The way AutoCAD renders characters above 0x7F on the screen indicates that the values are actually ISO-6659-1 (or perhaps Windows-1252) with no encoding (i.e. raw bytes). Thus the byte 0xB0 in the text in the sample DXF file renders as a degree sign, and the two bytes 0xC2 0xB0, which are the bytes of the UTF-8 encoding for the degree sign (0xB0), render as an accented uppercase A and (somewhat coincidentally) a degree sign.

The DXF file contains a variable called "DWGCODEPAGE" whose value (in this case) is "ansi-1252" which is "set to the system code page when a new drawing is created, but not otherwise maintained by AutoCAD", so perhaps this is the encoding that should be used for versions 2004 and previous.

Both importers attempt to interpret the text as UTF-8 and fail because the single byte B0 is a continuation byte in that encoding, and it is not preceded by a start byte in the range C0-FF. The actual failure point is different for the two importers.

The legacy importer is handling the character encoding a block (2k bytes?) at a time within the text reader so it gets the error as it tries to read the first character of the block that contains the string text. It would appear that the new importer initially creates
the strings with the raw bytes from the file, and later calls Draft.convertDraftTexts which attempts to convert the text in all text objects from raw bytes to proper text assuming UTF-8 encoding.

Characters causing this problem can appear in TEXT, MTEXT, DIMENSION text, block definition ATTDEF, block insertion ATTRIB and perhaps other places, but apparently cannot occur in things such as layer and text style names. This means that it is safe to read the HEADER section with no encoding, allowing determination of ACADVER and DWGCODEPAGE.

• Set exercise 1: Reproduce the DXF encoding text word for word, in full.
The records are unrelated to the DXF encoding text.

• Material:

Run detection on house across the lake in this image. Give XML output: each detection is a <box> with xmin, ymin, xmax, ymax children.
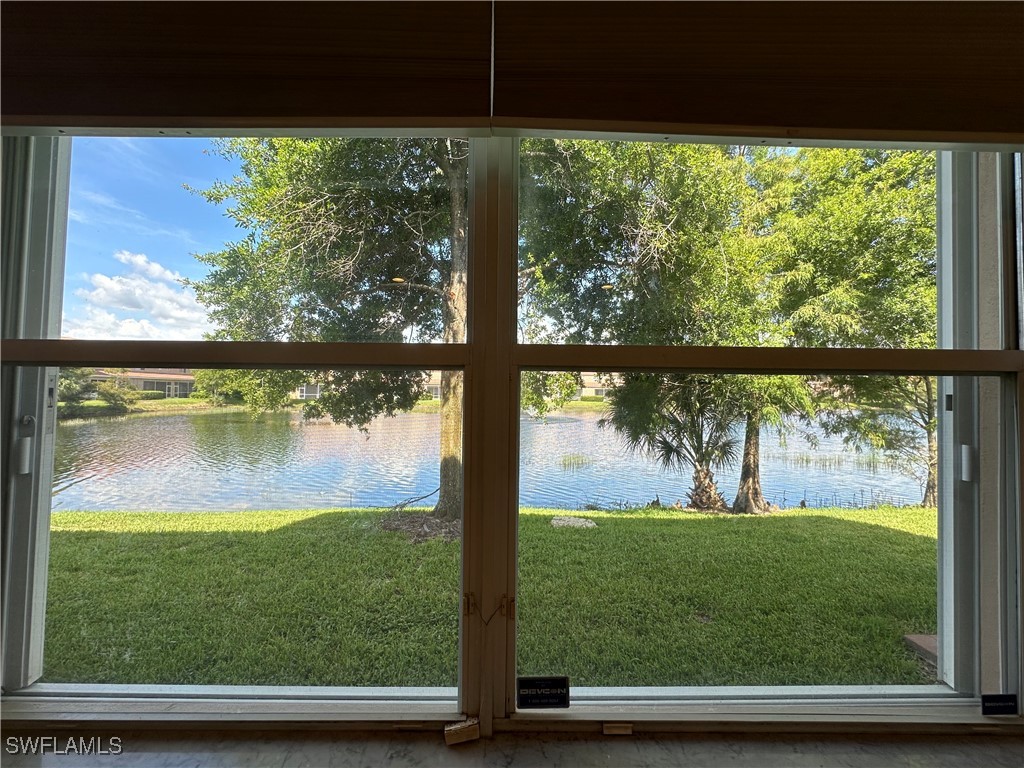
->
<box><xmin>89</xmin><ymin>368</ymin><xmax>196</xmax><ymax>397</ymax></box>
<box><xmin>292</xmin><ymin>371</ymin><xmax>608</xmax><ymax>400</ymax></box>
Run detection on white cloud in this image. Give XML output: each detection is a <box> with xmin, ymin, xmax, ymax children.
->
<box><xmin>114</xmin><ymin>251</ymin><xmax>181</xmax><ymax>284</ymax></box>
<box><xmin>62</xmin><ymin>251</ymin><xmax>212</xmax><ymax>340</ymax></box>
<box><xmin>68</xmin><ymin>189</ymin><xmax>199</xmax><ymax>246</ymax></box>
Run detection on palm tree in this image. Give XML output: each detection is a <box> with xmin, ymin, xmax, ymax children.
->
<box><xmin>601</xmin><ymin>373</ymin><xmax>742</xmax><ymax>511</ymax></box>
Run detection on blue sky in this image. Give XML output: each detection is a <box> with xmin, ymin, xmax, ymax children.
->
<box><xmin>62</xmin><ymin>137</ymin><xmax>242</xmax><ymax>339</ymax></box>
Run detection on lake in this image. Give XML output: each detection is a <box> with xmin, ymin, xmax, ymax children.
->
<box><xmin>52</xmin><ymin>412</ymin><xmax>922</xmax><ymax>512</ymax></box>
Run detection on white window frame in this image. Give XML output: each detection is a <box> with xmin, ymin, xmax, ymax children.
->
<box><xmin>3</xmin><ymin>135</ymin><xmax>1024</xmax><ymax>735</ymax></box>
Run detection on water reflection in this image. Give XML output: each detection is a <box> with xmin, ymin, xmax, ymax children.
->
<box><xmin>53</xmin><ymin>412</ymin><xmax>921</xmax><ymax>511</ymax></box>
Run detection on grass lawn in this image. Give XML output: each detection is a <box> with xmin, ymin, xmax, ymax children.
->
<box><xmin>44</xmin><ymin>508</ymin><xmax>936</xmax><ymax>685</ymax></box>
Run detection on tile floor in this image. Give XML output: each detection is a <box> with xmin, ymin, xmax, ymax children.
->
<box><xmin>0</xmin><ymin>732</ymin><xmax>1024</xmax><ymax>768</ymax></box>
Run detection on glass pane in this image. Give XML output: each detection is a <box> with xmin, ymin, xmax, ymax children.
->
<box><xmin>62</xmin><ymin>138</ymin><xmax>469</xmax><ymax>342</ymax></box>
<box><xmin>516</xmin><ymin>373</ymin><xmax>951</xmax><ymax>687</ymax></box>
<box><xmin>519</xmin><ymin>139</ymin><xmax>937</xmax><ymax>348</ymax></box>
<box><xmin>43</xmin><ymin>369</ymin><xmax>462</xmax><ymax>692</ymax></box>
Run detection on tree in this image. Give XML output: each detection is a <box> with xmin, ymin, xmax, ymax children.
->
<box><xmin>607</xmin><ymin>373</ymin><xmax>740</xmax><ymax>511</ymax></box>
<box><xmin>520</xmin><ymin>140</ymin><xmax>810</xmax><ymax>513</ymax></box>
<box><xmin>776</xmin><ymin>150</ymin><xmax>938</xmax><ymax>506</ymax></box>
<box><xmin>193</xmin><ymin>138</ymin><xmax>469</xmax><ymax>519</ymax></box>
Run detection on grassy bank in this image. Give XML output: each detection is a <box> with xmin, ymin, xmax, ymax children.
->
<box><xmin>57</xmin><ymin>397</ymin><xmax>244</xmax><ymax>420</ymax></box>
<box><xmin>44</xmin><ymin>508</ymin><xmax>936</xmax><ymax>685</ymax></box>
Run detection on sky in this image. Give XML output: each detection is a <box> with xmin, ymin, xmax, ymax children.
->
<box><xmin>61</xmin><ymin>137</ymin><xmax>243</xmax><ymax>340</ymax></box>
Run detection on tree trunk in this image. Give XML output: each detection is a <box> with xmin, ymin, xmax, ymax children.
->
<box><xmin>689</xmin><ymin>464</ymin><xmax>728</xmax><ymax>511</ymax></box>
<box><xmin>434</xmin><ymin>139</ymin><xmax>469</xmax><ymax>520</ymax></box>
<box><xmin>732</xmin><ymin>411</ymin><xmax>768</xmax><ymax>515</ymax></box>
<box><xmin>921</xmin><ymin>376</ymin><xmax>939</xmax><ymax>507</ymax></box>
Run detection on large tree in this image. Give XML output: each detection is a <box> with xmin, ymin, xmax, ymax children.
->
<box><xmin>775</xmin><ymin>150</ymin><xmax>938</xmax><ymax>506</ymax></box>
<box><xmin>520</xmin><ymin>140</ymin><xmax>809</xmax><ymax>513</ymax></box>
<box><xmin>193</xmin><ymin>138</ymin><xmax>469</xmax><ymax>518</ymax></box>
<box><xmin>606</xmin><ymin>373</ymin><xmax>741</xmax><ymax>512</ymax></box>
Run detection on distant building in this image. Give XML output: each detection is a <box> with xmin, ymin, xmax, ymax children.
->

• Set exercise 2: Give the lines of the records as a numbered list, from the line containing "Run detection on large" through the last line of the records, inclusive, omitting any blank lines.

• Final answer 1:
The way AutoCAD renders characters above 0x7F on the screen indicates that the values are actually ISO-6659-1 (or perhaps Windows-1252) with no encoding (i.e. raw bytes). Thus the byte 0xB0 in the text in the sample DXF file renders as a degree sign, and the two bytes 0xC2 0xB0, which are the bytes of the UTF-8 encoding for the degree sign (0xB0), render as an accented uppercase A and (somewhat coincidentally) a degree sign.

The DXF file contains a variable called "DWGCODEPAGE" whose value (in this case) is "ansi-1252" which is "set to the system code page when a new drawing is created, but not otherwise maintained by AutoCAD", so perhaps this is the encoding that should be used for versions 2004 and previous.

Both importers attempt to interpret the text as UTF-8 and fail because the single byte B0 is a continuation byte in that encoding, and it is not preceded by a start byte in the range C0-FF. The actual failure point is different for the two importers.

The legacy importer is handling the character encoding a block (2k bytes?) at a time within the text reader so it gets the error as it tries to read the first character of the block that contains the string text. It would appear that the new importer initially creates
the strings with the raw bytes from the file, and later calls Draft.convertDraftTexts which attempts to convert the text in all text objects from raw bytes to proper text assuming UTF-8 encoding.

Characters causing this problem can appear in TEXT, MTEXT, DIMENSION text, block definition ATTDEF, block insertion ATTRIB and perhaps other places, but apparently cannot occur in things such as layer and text style names. This means that it is safe to read the HEADER section with no encoding, allowing determination of ACADVER and DWGCODEPAGE.

• Final answer 2:
1. Run detection on large tree in this image. Give XML output: each detection is a <box> with xmin, ymin, xmax, ymax children.
2. ->
3. <box><xmin>775</xmin><ymin>150</ymin><xmax>938</xmax><ymax>506</ymax></box>
4. <box><xmin>520</xmin><ymin>140</ymin><xmax>809</xmax><ymax>513</ymax></box>
5. <box><xmin>193</xmin><ymin>138</ymin><xmax>469</xmax><ymax>518</ymax></box>
6. <box><xmin>606</xmin><ymin>373</ymin><xmax>741</xmax><ymax>512</ymax></box>
7. Run detection on distant building in this image. Give XML output: each detection is a <box> with xmin, ymin, xmax, ymax children.
8. ->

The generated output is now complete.